Aşağıdaki kayıtlarda "white" kelimesinin geçtiği her satırı belirleyip olduğu gibi kopyalayın.
________________
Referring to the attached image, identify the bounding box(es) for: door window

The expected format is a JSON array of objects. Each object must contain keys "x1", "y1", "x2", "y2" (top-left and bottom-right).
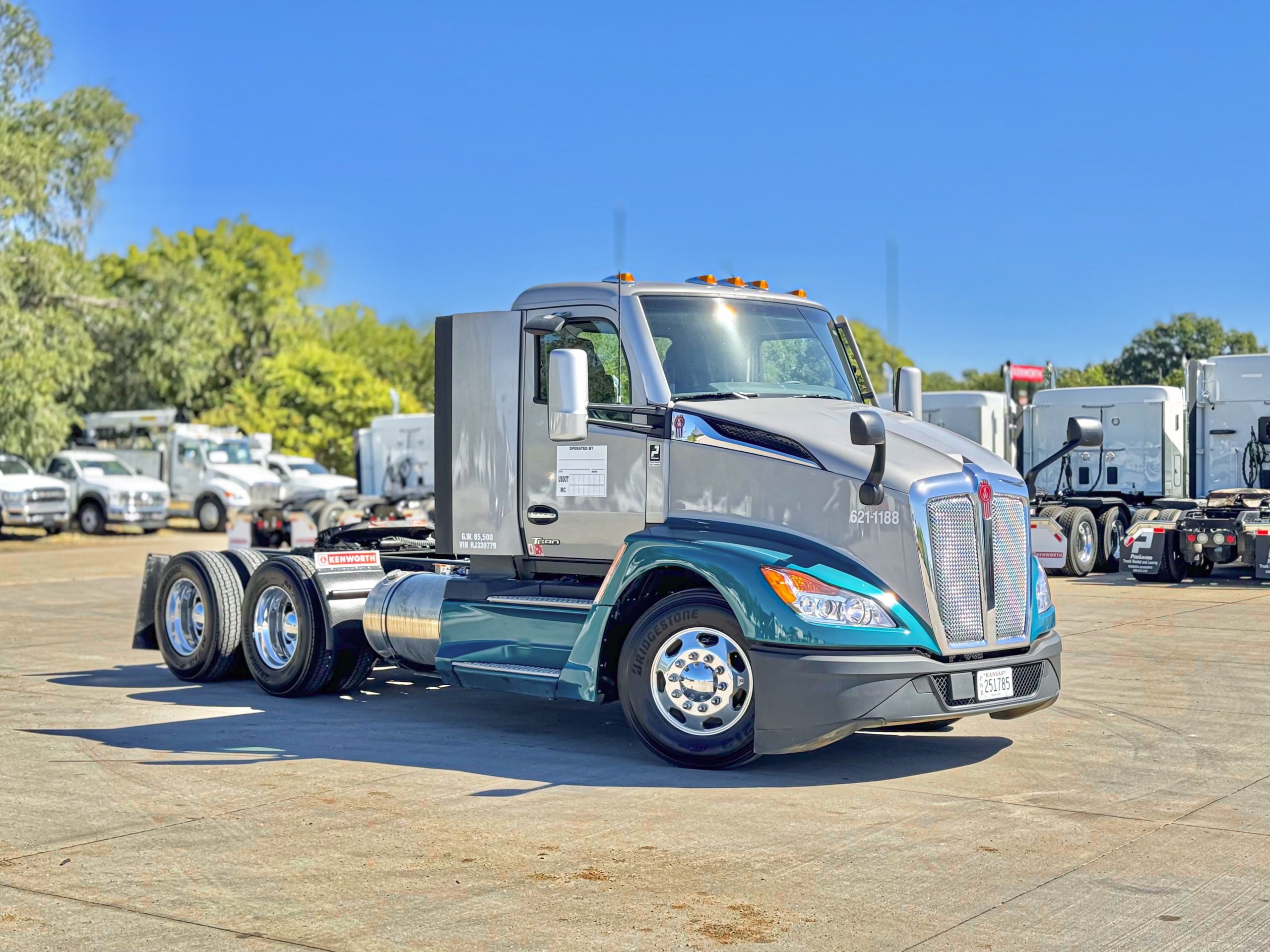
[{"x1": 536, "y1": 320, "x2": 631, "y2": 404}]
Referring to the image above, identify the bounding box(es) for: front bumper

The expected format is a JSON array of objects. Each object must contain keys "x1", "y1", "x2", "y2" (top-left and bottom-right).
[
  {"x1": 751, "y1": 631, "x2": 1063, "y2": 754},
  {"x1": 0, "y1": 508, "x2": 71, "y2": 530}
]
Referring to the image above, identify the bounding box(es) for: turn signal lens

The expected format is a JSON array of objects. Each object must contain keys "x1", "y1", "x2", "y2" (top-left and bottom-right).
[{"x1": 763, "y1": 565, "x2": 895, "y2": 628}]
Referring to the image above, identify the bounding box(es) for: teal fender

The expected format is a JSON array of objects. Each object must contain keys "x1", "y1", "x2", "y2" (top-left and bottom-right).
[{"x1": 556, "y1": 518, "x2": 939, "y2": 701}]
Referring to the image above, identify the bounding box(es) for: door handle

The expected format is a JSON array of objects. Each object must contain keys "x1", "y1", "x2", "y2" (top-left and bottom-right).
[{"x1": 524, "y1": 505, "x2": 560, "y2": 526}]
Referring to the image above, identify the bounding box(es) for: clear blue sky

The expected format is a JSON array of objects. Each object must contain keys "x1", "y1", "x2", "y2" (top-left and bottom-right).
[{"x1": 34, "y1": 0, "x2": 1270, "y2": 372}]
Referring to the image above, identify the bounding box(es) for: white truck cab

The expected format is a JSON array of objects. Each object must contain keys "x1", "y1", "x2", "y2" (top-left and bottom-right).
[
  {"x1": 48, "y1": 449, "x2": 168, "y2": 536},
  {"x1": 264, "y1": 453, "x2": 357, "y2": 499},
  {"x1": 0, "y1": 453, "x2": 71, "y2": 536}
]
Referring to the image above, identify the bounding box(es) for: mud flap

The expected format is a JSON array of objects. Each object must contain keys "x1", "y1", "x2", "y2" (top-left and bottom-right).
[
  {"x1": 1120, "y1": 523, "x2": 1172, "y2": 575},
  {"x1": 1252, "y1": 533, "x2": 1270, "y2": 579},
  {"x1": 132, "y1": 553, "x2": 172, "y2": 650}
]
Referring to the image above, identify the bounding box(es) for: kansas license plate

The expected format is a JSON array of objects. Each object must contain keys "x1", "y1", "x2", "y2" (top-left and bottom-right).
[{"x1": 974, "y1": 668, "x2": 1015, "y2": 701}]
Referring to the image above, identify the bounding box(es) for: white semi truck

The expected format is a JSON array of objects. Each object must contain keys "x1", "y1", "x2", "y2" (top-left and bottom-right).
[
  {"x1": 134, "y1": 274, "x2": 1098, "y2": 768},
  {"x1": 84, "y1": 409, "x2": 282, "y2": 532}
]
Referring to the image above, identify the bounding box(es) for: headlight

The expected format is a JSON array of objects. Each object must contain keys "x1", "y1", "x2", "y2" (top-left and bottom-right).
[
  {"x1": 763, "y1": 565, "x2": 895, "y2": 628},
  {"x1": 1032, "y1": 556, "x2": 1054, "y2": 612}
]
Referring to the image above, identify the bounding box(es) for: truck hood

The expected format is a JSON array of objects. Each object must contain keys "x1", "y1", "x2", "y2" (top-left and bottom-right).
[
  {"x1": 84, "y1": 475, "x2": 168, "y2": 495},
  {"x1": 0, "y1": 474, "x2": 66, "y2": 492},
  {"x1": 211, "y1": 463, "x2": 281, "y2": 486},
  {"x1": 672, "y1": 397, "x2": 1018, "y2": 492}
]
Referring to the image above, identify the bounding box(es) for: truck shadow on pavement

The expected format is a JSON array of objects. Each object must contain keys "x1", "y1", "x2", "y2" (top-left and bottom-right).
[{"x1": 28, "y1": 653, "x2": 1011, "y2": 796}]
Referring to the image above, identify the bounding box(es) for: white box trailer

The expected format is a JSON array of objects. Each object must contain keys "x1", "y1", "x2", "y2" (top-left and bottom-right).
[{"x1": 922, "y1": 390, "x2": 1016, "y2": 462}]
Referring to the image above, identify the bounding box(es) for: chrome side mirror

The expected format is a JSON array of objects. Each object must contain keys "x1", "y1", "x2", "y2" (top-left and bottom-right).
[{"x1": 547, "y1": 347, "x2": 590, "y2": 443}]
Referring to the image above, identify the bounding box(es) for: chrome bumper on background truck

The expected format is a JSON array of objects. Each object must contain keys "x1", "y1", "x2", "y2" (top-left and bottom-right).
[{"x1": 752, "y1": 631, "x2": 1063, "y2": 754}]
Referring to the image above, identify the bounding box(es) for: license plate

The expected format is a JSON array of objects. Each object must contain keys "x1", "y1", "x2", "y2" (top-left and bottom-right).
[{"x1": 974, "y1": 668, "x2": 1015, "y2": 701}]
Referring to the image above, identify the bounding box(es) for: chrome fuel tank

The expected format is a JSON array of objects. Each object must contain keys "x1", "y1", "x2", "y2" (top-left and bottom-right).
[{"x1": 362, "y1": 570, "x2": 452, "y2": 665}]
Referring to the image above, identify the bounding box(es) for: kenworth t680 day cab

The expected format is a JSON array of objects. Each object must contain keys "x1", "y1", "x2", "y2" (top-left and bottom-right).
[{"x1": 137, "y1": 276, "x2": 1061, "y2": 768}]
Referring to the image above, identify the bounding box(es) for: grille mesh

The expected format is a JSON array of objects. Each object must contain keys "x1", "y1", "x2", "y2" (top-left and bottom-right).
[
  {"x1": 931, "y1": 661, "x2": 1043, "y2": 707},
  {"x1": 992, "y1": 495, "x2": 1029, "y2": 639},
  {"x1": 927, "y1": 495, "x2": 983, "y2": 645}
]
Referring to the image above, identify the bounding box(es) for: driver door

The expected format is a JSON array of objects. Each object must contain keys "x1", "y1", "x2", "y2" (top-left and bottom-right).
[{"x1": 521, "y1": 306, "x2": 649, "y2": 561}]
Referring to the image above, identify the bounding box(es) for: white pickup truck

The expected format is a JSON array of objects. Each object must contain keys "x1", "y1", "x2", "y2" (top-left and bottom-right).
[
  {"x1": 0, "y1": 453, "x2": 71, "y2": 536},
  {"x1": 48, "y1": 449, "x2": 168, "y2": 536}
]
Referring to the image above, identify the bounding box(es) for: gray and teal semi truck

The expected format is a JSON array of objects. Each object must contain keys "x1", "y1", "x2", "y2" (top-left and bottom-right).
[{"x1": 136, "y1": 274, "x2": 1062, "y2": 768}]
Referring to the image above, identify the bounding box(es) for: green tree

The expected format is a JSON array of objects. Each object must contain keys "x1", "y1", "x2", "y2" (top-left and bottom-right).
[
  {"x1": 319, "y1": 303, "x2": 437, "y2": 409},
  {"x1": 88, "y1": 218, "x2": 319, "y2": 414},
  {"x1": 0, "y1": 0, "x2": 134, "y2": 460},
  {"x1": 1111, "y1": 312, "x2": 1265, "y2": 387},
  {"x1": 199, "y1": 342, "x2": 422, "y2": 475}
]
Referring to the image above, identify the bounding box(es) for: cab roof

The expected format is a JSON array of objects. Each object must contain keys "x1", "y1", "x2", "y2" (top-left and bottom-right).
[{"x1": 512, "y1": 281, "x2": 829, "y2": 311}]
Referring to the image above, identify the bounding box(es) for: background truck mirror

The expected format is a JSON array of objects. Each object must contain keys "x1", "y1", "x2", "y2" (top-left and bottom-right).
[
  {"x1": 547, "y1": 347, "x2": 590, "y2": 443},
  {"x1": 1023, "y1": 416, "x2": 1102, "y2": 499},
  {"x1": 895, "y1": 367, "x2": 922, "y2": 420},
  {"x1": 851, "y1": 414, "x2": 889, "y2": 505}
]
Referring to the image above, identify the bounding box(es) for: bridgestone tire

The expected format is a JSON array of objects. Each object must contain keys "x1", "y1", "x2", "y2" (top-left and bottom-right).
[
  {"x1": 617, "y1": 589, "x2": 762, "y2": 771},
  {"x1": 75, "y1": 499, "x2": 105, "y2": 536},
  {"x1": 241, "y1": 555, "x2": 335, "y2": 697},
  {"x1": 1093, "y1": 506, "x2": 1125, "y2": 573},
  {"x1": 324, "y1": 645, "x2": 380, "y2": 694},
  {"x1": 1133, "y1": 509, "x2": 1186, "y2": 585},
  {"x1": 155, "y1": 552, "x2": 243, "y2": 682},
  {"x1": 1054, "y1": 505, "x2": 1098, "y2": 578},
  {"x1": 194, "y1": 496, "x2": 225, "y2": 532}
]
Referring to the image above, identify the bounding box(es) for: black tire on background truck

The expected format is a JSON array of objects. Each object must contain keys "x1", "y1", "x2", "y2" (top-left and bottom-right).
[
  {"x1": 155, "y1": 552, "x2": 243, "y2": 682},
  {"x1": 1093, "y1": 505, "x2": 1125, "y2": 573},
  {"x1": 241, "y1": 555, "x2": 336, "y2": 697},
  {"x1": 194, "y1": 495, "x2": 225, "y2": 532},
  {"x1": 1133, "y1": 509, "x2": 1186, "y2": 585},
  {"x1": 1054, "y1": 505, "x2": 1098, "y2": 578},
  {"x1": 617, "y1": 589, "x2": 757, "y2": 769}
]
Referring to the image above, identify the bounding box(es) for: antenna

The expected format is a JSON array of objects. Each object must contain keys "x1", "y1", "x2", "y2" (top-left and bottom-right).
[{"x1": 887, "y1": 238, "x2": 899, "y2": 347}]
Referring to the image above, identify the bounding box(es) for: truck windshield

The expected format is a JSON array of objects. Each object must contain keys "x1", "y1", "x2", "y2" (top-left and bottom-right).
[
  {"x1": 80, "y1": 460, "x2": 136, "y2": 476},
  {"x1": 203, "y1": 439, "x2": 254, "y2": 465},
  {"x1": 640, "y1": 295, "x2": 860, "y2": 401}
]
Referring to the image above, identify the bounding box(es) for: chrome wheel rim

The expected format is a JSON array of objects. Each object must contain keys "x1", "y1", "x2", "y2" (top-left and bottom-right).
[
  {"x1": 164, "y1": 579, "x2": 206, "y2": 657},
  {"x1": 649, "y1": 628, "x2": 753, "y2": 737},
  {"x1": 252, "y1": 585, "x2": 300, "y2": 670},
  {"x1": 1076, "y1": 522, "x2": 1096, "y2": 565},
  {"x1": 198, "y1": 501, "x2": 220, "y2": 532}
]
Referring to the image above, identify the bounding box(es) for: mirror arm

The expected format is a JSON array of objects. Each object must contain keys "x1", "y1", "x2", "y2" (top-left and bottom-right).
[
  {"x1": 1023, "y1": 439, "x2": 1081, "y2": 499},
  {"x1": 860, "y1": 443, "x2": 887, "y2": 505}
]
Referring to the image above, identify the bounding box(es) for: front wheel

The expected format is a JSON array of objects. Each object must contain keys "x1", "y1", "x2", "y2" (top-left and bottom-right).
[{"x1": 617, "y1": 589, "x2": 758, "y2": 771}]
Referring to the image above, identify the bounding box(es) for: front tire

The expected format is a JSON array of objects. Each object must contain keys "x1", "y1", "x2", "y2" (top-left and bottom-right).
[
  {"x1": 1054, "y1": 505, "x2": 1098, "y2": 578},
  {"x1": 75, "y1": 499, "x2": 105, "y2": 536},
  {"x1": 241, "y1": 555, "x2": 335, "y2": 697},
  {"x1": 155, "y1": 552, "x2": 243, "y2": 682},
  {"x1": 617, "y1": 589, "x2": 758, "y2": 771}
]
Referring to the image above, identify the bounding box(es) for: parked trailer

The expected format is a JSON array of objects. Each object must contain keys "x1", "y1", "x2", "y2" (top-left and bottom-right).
________________
• [Alıştırmanın cevabı]:
Referring to the image above, identify the bounding box(es) for: white truck cab
Referring to the image above, identify the bounding box(es) for: white semi truck
Referring to the image above, identify the bounding box(es) for: white box trailer
Referring to the image above, identify the bounding box(es) for: white pickup truck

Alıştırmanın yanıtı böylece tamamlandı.